» THINGS TO DO:
**A.** Transcribe the part of the article on Google's ad policy changes starting at "The company said" and ending at "controls for advertisers.".
**B.** Answer these questions using the article on Google's ad policy changes.
(i) Who announced the new policies and tools, and through what channel?
(ii) How long after a top Google executive's public apology did the moves come?
(iii) What does Google warn that publishers of offensive content may lose?
**C.** Extend the article on Google's ad policy changes, starting after its final sentence.

The company said it may also limit the kinds of videos users upload to YouTube.

Google chief business officer Philipp Schindler
Asa Mathat

Google is changing the way it sells and places ads, after advertisers discovered some of their ads were running alongside videos featuring extremist content and hate speech.

The moves come less than a day after a top Google exec apologized publicly to advertisers.

The new policies and tools, announced via a blog post by Google chief business officer Philipp Schindler, include more conservative default settings for where ads may be placed and greater controls for advertisers.

They’re aimed at both advertisers and publishers: Google wants to reassure advertisers that their ads won’t run next to offensive content, and it’s warning publishers who make that stuff that they may lose their ad revenue if they don’t shape up.

“Starting today, we’re taking a tougher stance on hateful, offensive and derogatory content,” Schindler wrote. He said Google would work on removing ads that ran next to content that is “attacking or harassing people based on their race, religion, gender or similar categories.”

Stored records
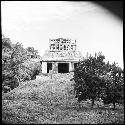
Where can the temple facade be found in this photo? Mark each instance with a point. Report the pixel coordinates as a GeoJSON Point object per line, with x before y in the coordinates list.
{"type": "Point", "coordinates": [62, 56]}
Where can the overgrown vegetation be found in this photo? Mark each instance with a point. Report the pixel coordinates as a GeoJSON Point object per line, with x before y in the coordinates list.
{"type": "Point", "coordinates": [95, 79]}
{"type": "Point", "coordinates": [14, 70]}
{"type": "Point", "coordinates": [52, 101]}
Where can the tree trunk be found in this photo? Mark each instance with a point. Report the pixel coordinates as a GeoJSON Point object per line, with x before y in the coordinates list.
{"type": "Point", "coordinates": [114, 105]}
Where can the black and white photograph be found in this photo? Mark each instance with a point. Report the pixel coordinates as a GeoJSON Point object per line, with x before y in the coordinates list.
{"type": "Point", "coordinates": [62, 62]}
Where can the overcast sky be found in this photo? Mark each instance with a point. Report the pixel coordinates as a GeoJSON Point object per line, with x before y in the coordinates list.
{"type": "Point", "coordinates": [34, 23]}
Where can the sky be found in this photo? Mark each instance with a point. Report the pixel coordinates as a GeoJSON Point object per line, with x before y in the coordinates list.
{"type": "Point", "coordinates": [33, 23]}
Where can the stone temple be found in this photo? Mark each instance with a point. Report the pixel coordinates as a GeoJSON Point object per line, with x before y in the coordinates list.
{"type": "Point", "coordinates": [62, 56]}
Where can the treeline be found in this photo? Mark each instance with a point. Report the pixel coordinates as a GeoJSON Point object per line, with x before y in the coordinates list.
{"type": "Point", "coordinates": [14, 67]}
{"type": "Point", "coordinates": [98, 80]}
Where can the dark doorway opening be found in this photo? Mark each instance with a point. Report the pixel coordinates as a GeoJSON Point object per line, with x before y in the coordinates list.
{"type": "Point", "coordinates": [49, 67]}
{"type": "Point", "coordinates": [63, 67]}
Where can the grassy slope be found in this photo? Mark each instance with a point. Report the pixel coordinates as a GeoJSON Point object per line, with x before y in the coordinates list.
{"type": "Point", "coordinates": [46, 100]}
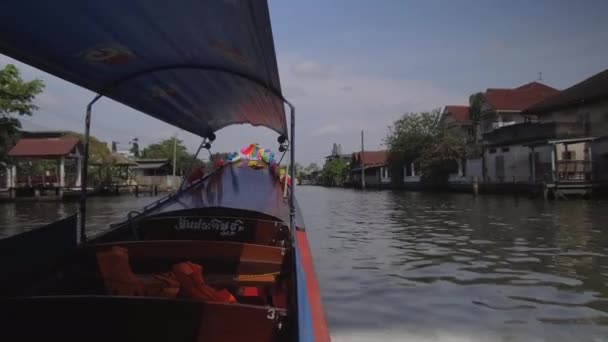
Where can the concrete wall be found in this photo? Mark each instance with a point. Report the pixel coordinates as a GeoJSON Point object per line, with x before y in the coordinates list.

» ANSWERS TO EACH TASK:
**A.**
The company said it may also limit the kinds of videos users upload to YouTube.

Google chief business officer Philipp Schindler
Asa Mathat

Google is changing the way it sells and places ads, after advertisers discovered some of their ads were running alongside videos featuring extremist content and hate speech.

The moves come less than a day after a top Google exec apologized publicly to advertisers.

The new policies and tools, announced via a blog post by Google chief business officer Philipp Schindler, include more conservative default settings for where ads may be placed and greater controls for advertisers.

**B.**
(i) Google chief business officer Philipp Schindler, via a blog post.
(ii) Less than a day.
(iii) Their ad revenue.

**C.**
Schindler’s post also says Google will be reviewing what content it allows on YouTube. It’s unclear whether this move could result in removal of existing content.

“Finally, we won’t stop at taking down ads. The YouTube team is taking a hard look at our existing community guidelines to determine what content is allowed on the platform — not just what content can be monetized,” he wrote.

We’ve asked Google to elaborate on what Schindler means, and will update with comment if they have one. Update: Here’s a quote from a YouTube rep: “While we want YouTube to be a place for free expression, we’re taking a harder look at broadening our community guidelines around hate speech and harassment.”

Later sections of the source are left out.